T_E            = mean(signalEnergy)/2;
T_C            = 5000;
isSpeechRegion = (signalEnergy>=T_E) & (centroid<=T_C);

Visualize the computed energy and spectral centroid over time.

% Hold the signal energy, spectral centroid, and speech decision values for
% plotting purposes.
CC = repmat(centroid,windowLength,1);
CC = CC(:);
EE = repmat(signalEnergy,windowLength,1);
EE = EE(:);
flags2 = repmat(isSpeechRegion,windowLength,1);
flags2 = flags2(:);

figure

subplot(3,1,1)
plot(timeVector, CC(1:numel(audio)), ...
     timeVector, repmat(T_C,1,numel(timeVector)), "LineWidth",2)
xlabel("Time (s)")
ylabel("Normalized Centroid")
legend("Centroid","Threshold")
title("Spectral Centroid")
grid on

subplot(3,1,2)
plot(timeVector, EE(1:numel(audio)), ...
     timeVector, repmat(T_E,1,numel(timeVector)),"LineWidth",2)
ylabel("Normalized Energy")
legend("Energy","Threshold")
title("Window Energy")
grid on

subplot(3,1,3)
plot(timeVector, audio, ...
     timeVector,flags2(1:numel(audio)),"LineWidth",2)
ylabel("Audio")

⁂

Directives |
• A. Reproduce the part of the MATLAB excerpt starting at "Visualize the computed" and ending at "subplot(3,1,1)".
• B. Answer these questions using the MATLAB excerpt.
(i) What value is assigned to T_C?
(ii) What title is given to the second subplot?
(iii) What y-axis label does the third subplot use?
• C. Decide whether each statement agrees with the MATLAB excerpt, and quote the words that settle it.
(i) T_E is set to half the mean of signalEnergy.
(ii) The legend of the first subplot reads "Energy" and "Threshold".
(iii) A region counts as speech only if its centroid is at or below T_C.

⁂

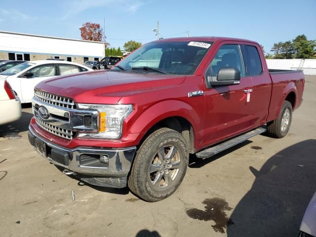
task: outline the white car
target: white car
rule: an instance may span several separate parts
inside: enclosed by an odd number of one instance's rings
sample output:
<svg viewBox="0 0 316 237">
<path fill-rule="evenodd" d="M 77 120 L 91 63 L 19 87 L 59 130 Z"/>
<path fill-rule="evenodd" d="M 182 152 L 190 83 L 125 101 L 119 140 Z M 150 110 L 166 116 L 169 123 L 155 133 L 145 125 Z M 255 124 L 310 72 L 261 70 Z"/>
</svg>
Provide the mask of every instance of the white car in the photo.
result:
<svg viewBox="0 0 316 237">
<path fill-rule="evenodd" d="M 0 73 L 18 94 L 21 103 L 32 102 L 34 87 L 39 82 L 58 76 L 93 71 L 83 65 L 61 60 L 26 62 Z"/>
<path fill-rule="evenodd" d="M 10 84 L 0 78 L 0 125 L 13 122 L 21 118 L 21 102 Z"/>
</svg>

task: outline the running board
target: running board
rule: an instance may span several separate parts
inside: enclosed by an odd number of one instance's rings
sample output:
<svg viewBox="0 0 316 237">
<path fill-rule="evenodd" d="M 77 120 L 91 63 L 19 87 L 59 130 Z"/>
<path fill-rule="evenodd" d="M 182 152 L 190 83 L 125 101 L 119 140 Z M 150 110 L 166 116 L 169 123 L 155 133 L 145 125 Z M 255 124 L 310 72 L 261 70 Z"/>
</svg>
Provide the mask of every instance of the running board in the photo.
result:
<svg viewBox="0 0 316 237">
<path fill-rule="evenodd" d="M 251 137 L 265 132 L 266 131 L 267 131 L 267 129 L 265 128 L 258 127 L 256 129 L 241 134 L 238 137 L 235 137 L 219 145 L 203 150 L 197 153 L 196 155 L 198 158 L 208 158 L 225 150 L 233 147 L 235 145 L 240 143 Z"/>
</svg>

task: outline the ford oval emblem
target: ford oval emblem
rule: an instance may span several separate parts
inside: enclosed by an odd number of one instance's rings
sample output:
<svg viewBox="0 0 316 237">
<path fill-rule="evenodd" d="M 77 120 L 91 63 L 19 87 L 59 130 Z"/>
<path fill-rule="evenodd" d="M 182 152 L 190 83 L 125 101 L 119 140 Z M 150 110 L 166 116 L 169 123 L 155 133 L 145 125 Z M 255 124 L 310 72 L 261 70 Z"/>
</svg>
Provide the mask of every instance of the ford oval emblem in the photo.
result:
<svg viewBox="0 0 316 237">
<path fill-rule="evenodd" d="M 40 106 L 39 108 L 39 115 L 41 118 L 46 120 L 49 118 L 49 113 L 47 109 L 44 106 Z"/>
</svg>

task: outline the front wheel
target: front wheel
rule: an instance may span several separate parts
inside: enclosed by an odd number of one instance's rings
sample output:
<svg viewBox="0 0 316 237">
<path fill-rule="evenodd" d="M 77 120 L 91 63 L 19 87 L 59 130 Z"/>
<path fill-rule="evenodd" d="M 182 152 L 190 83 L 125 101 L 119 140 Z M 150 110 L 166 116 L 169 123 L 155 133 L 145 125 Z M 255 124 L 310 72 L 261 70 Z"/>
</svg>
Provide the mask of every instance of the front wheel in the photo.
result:
<svg viewBox="0 0 316 237">
<path fill-rule="evenodd" d="M 181 134 L 169 128 L 159 129 L 137 151 L 128 187 L 147 201 L 165 198 L 179 186 L 188 162 L 188 146 Z"/>
<path fill-rule="evenodd" d="M 284 101 L 277 118 L 267 124 L 268 134 L 276 138 L 285 136 L 290 129 L 292 114 L 292 105 L 288 101 Z"/>
</svg>

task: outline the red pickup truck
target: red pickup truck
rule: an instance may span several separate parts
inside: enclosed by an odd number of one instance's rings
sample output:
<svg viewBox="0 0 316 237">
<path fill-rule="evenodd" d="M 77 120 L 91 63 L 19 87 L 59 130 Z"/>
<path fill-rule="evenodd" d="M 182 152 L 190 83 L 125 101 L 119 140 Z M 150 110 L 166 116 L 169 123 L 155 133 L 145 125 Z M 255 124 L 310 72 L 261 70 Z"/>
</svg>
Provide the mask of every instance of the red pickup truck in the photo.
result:
<svg viewBox="0 0 316 237">
<path fill-rule="evenodd" d="M 189 154 L 285 136 L 304 83 L 301 71 L 268 70 L 256 42 L 158 40 L 112 70 L 38 84 L 29 139 L 66 174 L 156 201 L 179 187 Z"/>
</svg>

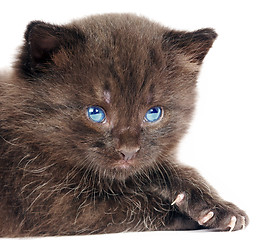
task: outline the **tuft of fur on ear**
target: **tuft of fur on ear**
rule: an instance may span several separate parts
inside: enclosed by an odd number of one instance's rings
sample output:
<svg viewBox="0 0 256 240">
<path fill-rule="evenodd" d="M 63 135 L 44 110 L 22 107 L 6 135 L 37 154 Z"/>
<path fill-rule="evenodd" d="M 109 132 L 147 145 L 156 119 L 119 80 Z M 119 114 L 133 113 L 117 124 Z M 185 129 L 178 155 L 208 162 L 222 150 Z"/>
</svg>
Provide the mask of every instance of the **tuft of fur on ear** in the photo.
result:
<svg viewBox="0 0 256 240">
<path fill-rule="evenodd" d="M 42 21 L 28 24 L 25 43 L 16 63 L 22 77 L 34 77 L 53 64 L 53 55 L 61 48 L 69 49 L 84 36 L 75 28 L 57 26 Z"/>
<path fill-rule="evenodd" d="M 200 65 L 216 37 L 217 33 L 211 28 L 194 32 L 169 31 L 163 36 L 163 47 L 168 50 L 181 51 L 188 56 L 191 62 Z"/>
</svg>

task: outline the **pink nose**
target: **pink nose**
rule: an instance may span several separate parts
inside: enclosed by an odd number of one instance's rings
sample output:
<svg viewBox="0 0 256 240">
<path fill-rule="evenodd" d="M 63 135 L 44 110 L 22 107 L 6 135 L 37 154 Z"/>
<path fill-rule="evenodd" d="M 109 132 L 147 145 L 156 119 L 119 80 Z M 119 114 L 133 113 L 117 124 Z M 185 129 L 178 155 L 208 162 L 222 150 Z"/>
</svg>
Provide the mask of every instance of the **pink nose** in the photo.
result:
<svg viewBox="0 0 256 240">
<path fill-rule="evenodd" d="M 139 150 L 139 147 L 123 147 L 118 149 L 118 151 L 122 154 L 122 157 L 125 161 L 131 160 Z"/>
</svg>

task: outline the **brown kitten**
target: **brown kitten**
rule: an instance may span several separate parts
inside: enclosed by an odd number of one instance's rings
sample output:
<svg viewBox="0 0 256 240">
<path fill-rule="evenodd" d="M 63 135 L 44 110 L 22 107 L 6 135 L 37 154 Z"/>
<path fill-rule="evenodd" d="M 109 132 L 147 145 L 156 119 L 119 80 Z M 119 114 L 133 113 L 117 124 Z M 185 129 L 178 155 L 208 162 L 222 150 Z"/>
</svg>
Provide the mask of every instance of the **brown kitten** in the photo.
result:
<svg viewBox="0 0 256 240">
<path fill-rule="evenodd" d="M 216 36 L 128 14 L 30 23 L 0 77 L 0 236 L 244 228 L 175 157 Z"/>
</svg>

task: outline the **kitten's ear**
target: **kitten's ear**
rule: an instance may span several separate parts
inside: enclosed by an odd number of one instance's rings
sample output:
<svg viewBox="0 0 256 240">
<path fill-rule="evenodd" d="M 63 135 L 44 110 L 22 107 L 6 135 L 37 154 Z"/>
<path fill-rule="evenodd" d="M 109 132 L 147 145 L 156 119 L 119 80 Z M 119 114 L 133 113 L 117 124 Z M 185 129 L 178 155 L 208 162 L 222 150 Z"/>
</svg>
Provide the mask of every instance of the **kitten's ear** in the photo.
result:
<svg viewBox="0 0 256 240">
<path fill-rule="evenodd" d="M 25 33 L 26 44 L 34 64 L 48 60 L 60 47 L 60 28 L 44 22 L 31 22 Z"/>
<path fill-rule="evenodd" d="M 211 28 L 195 32 L 170 31 L 163 36 L 163 46 L 181 51 L 191 62 L 201 64 L 211 48 L 217 33 Z"/>
<path fill-rule="evenodd" d="M 78 30 L 41 21 L 31 22 L 25 32 L 25 43 L 17 62 L 22 76 L 44 72 L 53 62 L 53 55 L 67 49 L 79 39 Z"/>
</svg>

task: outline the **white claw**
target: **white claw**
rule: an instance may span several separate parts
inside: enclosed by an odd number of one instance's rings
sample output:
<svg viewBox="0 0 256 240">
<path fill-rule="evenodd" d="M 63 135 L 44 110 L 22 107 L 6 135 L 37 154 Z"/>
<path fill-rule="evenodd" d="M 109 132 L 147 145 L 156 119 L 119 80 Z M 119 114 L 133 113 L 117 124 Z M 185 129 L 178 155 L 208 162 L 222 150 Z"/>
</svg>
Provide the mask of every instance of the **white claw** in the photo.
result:
<svg viewBox="0 0 256 240">
<path fill-rule="evenodd" d="M 214 216 L 214 212 L 208 212 L 204 217 L 198 220 L 200 225 L 207 223 Z"/>
<path fill-rule="evenodd" d="M 185 194 L 184 194 L 184 193 L 180 193 L 180 194 L 176 197 L 176 199 L 172 202 L 171 205 L 179 204 L 184 198 L 185 198 Z"/>
<path fill-rule="evenodd" d="M 228 227 L 230 227 L 230 230 L 229 230 L 229 231 L 232 232 L 232 231 L 234 230 L 235 226 L 236 226 L 236 217 L 233 216 L 233 217 L 231 218 L 229 224 L 228 224 Z"/>
<path fill-rule="evenodd" d="M 245 217 L 242 217 L 242 229 L 245 229 Z"/>
</svg>

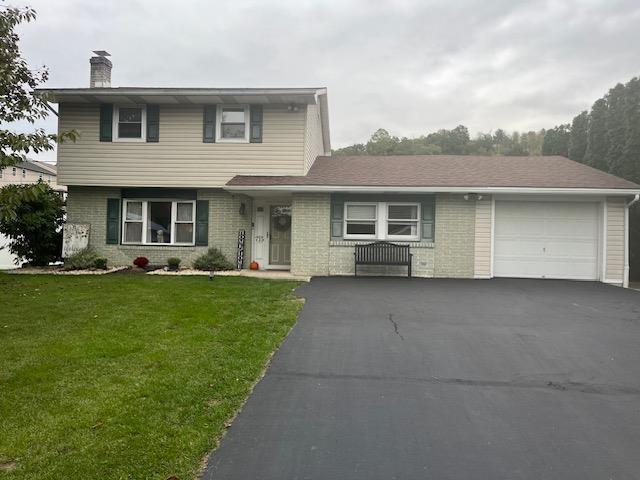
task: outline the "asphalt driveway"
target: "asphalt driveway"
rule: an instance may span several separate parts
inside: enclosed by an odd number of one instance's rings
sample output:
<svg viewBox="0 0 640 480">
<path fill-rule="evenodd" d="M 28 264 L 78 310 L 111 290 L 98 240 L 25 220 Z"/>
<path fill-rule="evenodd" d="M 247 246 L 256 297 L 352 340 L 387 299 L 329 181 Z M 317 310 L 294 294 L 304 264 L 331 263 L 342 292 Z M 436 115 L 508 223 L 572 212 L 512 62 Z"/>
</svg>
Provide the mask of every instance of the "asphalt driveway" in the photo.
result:
<svg viewBox="0 0 640 480">
<path fill-rule="evenodd" d="M 640 478 L 640 292 L 318 278 L 205 479 Z"/>
</svg>

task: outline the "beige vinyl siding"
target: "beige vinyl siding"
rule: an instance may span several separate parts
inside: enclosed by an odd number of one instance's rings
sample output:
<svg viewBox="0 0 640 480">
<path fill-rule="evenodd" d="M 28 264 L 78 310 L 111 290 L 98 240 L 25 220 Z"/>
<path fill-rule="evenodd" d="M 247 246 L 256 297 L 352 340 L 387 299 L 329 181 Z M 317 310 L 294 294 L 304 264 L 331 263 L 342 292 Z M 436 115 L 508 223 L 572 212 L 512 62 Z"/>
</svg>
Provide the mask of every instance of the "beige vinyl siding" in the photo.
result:
<svg viewBox="0 0 640 480">
<path fill-rule="evenodd" d="M 474 246 L 474 276 L 491 276 L 491 198 L 476 202 L 476 226 Z"/>
<path fill-rule="evenodd" d="M 607 269 L 605 281 L 624 279 L 624 198 L 607 199 Z"/>
<path fill-rule="evenodd" d="M 318 155 L 324 154 L 322 143 L 322 120 L 320 106 L 307 106 L 307 121 L 304 137 L 304 173 L 306 174 Z"/>
<path fill-rule="evenodd" d="M 262 143 L 203 143 L 202 105 L 161 105 L 160 141 L 100 142 L 99 106 L 60 105 L 59 129 L 77 142 L 58 147 L 66 185 L 219 187 L 238 174 L 304 173 L 306 109 L 265 105 Z"/>
</svg>

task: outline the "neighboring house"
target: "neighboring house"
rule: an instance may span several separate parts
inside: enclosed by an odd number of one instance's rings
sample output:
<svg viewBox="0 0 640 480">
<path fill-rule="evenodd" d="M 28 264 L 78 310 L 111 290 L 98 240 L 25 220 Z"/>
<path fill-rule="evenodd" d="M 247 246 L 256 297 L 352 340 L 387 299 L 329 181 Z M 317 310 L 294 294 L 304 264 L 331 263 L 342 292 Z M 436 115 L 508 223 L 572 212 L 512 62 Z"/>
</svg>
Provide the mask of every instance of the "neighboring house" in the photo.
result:
<svg viewBox="0 0 640 480">
<path fill-rule="evenodd" d="M 634 183 L 562 157 L 330 157 L 323 88 L 110 88 L 91 67 L 46 91 L 80 134 L 58 148 L 68 221 L 112 263 L 233 260 L 244 230 L 245 267 L 295 274 L 351 275 L 356 243 L 389 240 L 416 276 L 628 281 Z"/>
<path fill-rule="evenodd" d="M 27 160 L 26 162 L 20 162 L 15 167 L 0 168 L 0 188 L 5 185 L 24 185 L 42 180 L 52 189 L 58 192 L 66 192 L 66 187 L 58 185 L 57 176 L 56 165 Z"/>
<path fill-rule="evenodd" d="M 64 195 L 67 188 L 57 183 L 57 169 L 55 165 L 45 162 L 27 160 L 14 167 L 0 168 L 0 188 L 6 185 L 25 185 L 36 183 L 39 180 Z M 15 268 L 20 263 L 17 258 L 5 248 L 7 238 L 0 234 L 0 269 Z"/>
</svg>

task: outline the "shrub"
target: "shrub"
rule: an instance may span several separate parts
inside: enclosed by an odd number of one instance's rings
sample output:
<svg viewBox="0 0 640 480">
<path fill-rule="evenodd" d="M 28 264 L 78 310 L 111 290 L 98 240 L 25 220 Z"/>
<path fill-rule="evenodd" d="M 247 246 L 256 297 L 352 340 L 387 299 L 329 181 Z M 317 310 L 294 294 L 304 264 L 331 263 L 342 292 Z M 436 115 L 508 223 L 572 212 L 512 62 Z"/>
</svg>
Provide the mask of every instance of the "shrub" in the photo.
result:
<svg viewBox="0 0 640 480">
<path fill-rule="evenodd" d="M 144 268 L 149 265 L 149 259 L 147 257 L 136 257 L 136 259 L 133 261 L 133 264 L 136 267 Z"/>
<path fill-rule="evenodd" d="M 235 266 L 217 248 L 211 247 L 193 262 L 196 270 L 233 270 Z"/>
<path fill-rule="evenodd" d="M 87 247 L 64 259 L 65 270 L 88 270 L 96 268 L 96 261 L 100 258 L 94 249 Z"/>
<path fill-rule="evenodd" d="M 180 267 L 180 259 L 177 257 L 167 258 L 167 265 L 170 270 L 177 270 Z"/>
<path fill-rule="evenodd" d="M 100 257 L 96 258 L 96 261 L 93 262 L 93 266 L 98 270 L 106 270 L 107 269 L 107 259 Z"/>
<path fill-rule="evenodd" d="M 0 233 L 8 250 L 31 265 L 58 260 L 62 250 L 64 201 L 47 184 L 0 188 Z"/>
</svg>

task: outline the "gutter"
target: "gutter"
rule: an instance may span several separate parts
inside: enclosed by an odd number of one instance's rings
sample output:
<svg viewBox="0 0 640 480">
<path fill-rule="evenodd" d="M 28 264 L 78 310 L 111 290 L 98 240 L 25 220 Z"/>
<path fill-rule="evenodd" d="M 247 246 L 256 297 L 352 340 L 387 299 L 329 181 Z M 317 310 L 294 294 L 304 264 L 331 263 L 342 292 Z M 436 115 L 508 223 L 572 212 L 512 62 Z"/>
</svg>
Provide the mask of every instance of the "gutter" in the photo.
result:
<svg viewBox="0 0 640 480">
<path fill-rule="evenodd" d="M 629 288 L 629 207 L 640 200 L 640 194 L 635 195 L 633 200 L 624 204 L 624 279 L 622 286 Z"/>
<path fill-rule="evenodd" d="M 536 187 L 366 187 L 344 185 L 225 185 L 229 192 L 351 192 L 351 193 L 484 193 L 562 195 L 640 195 L 637 188 L 536 188 Z"/>
</svg>

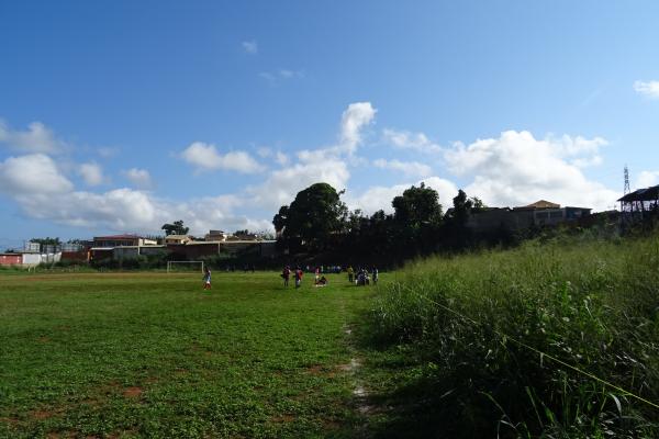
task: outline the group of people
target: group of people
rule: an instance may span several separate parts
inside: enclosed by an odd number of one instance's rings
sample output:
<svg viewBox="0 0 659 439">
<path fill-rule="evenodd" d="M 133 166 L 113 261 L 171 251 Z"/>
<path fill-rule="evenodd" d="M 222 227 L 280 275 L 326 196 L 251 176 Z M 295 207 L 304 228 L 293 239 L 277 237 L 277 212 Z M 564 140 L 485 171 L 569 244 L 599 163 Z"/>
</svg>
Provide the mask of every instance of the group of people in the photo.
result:
<svg viewBox="0 0 659 439">
<path fill-rule="evenodd" d="M 295 279 L 295 288 L 300 288 L 302 285 L 302 277 L 304 275 L 304 272 L 300 267 L 295 267 L 295 270 L 291 270 L 289 266 L 286 266 L 281 271 L 281 277 L 283 278 L 283 286 L 289 285 L 291 274 Z"/>
<path fill-rule="evenodd" d="M 362 267 L 360 267 L 357 270 L 357 272 L 353 270 L 353 267 L 348 267 L 347 272 L 348 282 L 355 283 L 357 285 L 368 285 L 371 282 L 373 283 L 373 285 L 376 285 L 380 275 L 377 267 L 372 267 L 370 273 L 366 268 Z"/>
<path fill-rule="evenodd" d="M 333 267 L 333 269 L 334 269 L 334 267 Z M 340 268 L 338 271 L 340 272 Z M 336 272 L 336 271 L 334 271 L 334 272 Z M 359 270 L 357 270 L 357 272 L 355 273 L 355 270 L 353 269 L 353 267 L 348 266 L 348 268 L 346 269 L 346 272 L 348 273 L 348 282 L 350 282 L 350 283 L 355 283 L 357 285 L 368 285 L 371 282 L 373 284 L 378 283 L 379 272 L 378 272 L 377 267 L 372 267 L 370 273 L 367 269 L 360 267 Z M 283 270 L 281 271 L 280 275 L 283 279 L 283 286 L 289 285 L 291 275 L 293 277 L 293 279 L 295 281 L 295 288 L 299 289 L 300 286 L 302 286 L 302 277 L 304 275 L 304 271 L 302 271 L 302 269 L 300 267 L 295 267 L 294 270 L 291 270 L 290 266 L 286 266 L 283 268 Z M 323 274 L 322 268 L 316 267 L 315 268 L 314 286 L 325 286 L 325 285 L 327 285 L 327 278 L 325 278 L 325 275 Z M 204 290 L 211 289 L 211 270 L 208 267 L 203 268 L 203 289 Z"/>
<path fill-rule="evenodd" d="M 331 266 L 327 267 L 328 269 L 331 269 L 331 272 L 335 272 L 338 273 L 342 271 L 340 267 L 336 266 Z M 310 267 L 306 266 L 306 271 L 310 271 Z M 371 282 L 373 284 L 378 283 L 378 278 L 379 278 L 379 271 L 377 267 L 372 267 L 370 272 L 365 269 L 365 268 L 359 268 L 357 270 L 357 272 L 355 272 L 355 270 L 353 269 L 351 266 L 348 266 L 348 268 L 346 269 L 346 272 L 348 273 L 348 282 L 350 283 L 355 283 L 357 285 L 368 285 Z M 325 278 L 325 275 L 323 274 L 323 268 L 322 266 L 319 266 L 315 268 L 314 270 L 315 277 L 314 277 L 314 286 L 325 286 L 327 285 L 327 278 Z M 304 275 L 304 271 L 300 268 L 300 267 L 295 267 L 294 270 L 291 270 L 290 266 L 286 266 L 283 268 L 283 270 L 281 271 L 281 278 L 283 279 L 283 286 L 288 286 L 289 285 L 289 281 L 291 275 L 293 275 L 294 280 L 295 280 L 295 288 L 300 288 L 302 284 L 302 277 Z"/>
</svg>

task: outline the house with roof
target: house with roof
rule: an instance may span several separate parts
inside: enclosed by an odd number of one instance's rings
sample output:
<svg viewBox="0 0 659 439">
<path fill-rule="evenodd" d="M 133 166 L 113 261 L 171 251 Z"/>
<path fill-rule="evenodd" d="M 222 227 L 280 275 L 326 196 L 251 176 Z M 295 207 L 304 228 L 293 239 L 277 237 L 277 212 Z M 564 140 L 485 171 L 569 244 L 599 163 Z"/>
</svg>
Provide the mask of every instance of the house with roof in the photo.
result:
<svg viewBox="0 0 659 439">
<path fill-rule="evenodd" d="M 517 207 L 485 207 L 469 216 L 467 227 L 485 233 L 499 227 L 522 230 L 532 226 L 556 226 L 584 218 L 591 211 L 589 207 L 561 207 L 560 204 L 539 200 Z"/>
<path fill-rule="evenodd" d="M 623 223 L 641 221 L 659 211 L 659 184 L 637 189 L 619 198 Z"/>
</svg>

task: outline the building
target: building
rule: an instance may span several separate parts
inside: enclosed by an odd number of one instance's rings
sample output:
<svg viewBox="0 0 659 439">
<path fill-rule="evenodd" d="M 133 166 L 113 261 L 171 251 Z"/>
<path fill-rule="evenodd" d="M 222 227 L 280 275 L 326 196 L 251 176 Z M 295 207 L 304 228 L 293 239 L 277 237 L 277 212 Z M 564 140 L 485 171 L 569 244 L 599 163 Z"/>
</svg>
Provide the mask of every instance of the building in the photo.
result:
<svg viewBox="0 0 659 439">
<path fill-rule="evenodd" d="M 190 243 L 192 238 L 188 235 L 167 235 L 165 237 L 165 244 L 187 244 Z"/>
<path fill-rule="evenodd" d="M 204 236 L 204 240 L 208 241 L 224 241 L 228 235 L 223 230 L 209 230 Z"/>
<path fill-rule="evenodd" d="M 157 256 L 167 252 L 167 246 L 121 246 L 112 249 L 112 259 L 135 259 L 139 256 Z"/>
<path fill-rule="evenodd" d="M 111 235 L 111 236 L 94 236 L 91 246 L 93 248 L 114 248 L 121 246 L 155 246 L 154 239 L 148 239 L 138 235 Z"/>
<path fill-rule="evenodd" d="M 23 255 L 21 254 L 0 254 L 0 266 L 11 267 L 11 266 L 22 266 L 23 264 Z"/>
<path fill-rule="evenodd" d="M 621 219 L 633 223 L 649 217 L 659 211 L 659 185 L 637 189 L 618 199 L 621 202 Z"/>
<path fill-rule="evenodd" d="M 588 207 L 561 207 L 546 200 L 518 207 L 487 207 L 469 216 L 467 227 L 477 233 L 487 233 L 503 227 L 523 230 L 532 226 L 556 226 L 576 222 L 591 214 Z"/>
</svg>

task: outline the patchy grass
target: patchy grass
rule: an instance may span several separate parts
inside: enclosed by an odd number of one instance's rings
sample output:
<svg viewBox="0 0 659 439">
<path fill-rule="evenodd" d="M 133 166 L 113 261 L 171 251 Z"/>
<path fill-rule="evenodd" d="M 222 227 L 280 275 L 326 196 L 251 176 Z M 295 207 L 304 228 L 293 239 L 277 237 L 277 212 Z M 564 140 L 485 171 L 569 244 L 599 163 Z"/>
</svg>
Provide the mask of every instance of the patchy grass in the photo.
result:
<svg viewBox="0 0 659 439">
<path fill-rule="evenodd" d="M 372 290 L 310 278 L 0 274 L 0 437 L 353 437 Z"/>
</svg>

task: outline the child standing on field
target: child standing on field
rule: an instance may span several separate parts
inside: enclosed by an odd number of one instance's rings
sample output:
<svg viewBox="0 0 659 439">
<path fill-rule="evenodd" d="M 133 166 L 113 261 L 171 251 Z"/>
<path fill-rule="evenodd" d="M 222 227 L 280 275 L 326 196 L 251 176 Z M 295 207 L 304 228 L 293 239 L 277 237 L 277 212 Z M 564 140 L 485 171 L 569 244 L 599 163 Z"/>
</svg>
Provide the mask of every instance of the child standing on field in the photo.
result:
<svg viewBox="0 0 659 439">
<path fill-rule="evenodd" d="M 291 278 L 291 269 L 289 266 L 286 266 L 283 268 L 283 271 L 281 272 L 281 277 L 283 278 L 283 286 L 288 286 L 288 281 Z"/>
<path fill-rule="evenodd" d="M 204 290 L 211 289 L 211 270 L 209 270 L 208 267 L 203 268 L 203 289 Z"/>
<path fill-rule="evenodd" d="M 298 269 L 295 270 L 295 288 L 300 288 L 300 284 L 302 283 L 302 270 L 300 269 L 300 267 L 298 267 Z"/>
</svg>

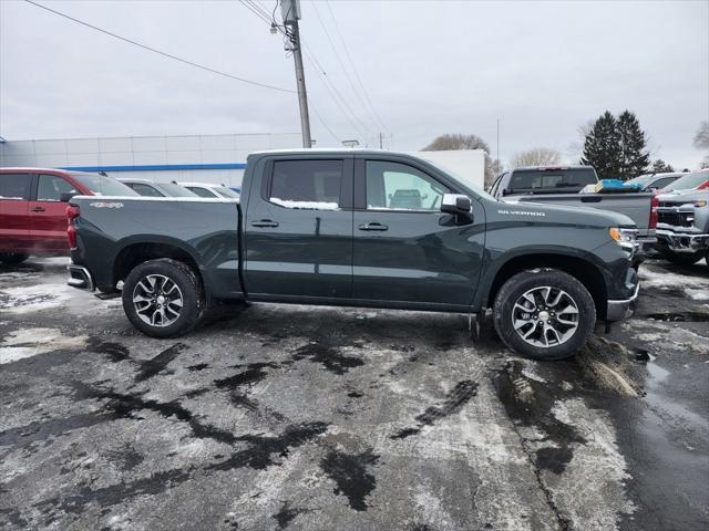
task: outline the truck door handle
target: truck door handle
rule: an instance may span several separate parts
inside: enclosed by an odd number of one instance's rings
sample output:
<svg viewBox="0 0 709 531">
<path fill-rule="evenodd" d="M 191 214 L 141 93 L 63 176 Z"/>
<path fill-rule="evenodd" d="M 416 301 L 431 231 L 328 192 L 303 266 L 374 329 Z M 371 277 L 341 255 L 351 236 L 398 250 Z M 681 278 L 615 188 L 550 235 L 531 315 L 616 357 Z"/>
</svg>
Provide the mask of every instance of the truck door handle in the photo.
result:
<svg viewBox="0 0 709 531">
<path fill-rule="evenodd" d="M 258 221 L 251 221 L 251 227 L 275 228 L 278 227 L 278 221 L 271 221 L 270 219 L 259 219 Z"/>
<path fill-rule="evenodd" d="M 359 230 L 389 230 L 389 226 L 388 225 L 381 225 L 381 223 L 367 223 L 367 225 L 360 225 L 359 226 Z"/>
</svg>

⁂

Task responses |
• A.
Visualize the computed energy and spectral centroid over time.

% Hold the signal energy, spectral centroid, and speech decision values for
% plotting purposes.
CC = repmat(centroid,windowLength,1);
CC = CC(:);
EE = repmat(signalEnergy,windowLength,1);
EE = EE(:);
flags2 = repmat(isSpeechRegion,windowLength,1);
flags2 = flags2(:);

figure

subplot(3,1,1)

• B.
(i) 5000
(ii) Window Energy
(iii) Audio

• C.
(i) Yes: "mean(signalEnergy)/2"
(ii) No: "legend("Centroid","Threshold")"
(iii) Yes: "(centroid<=T_C)"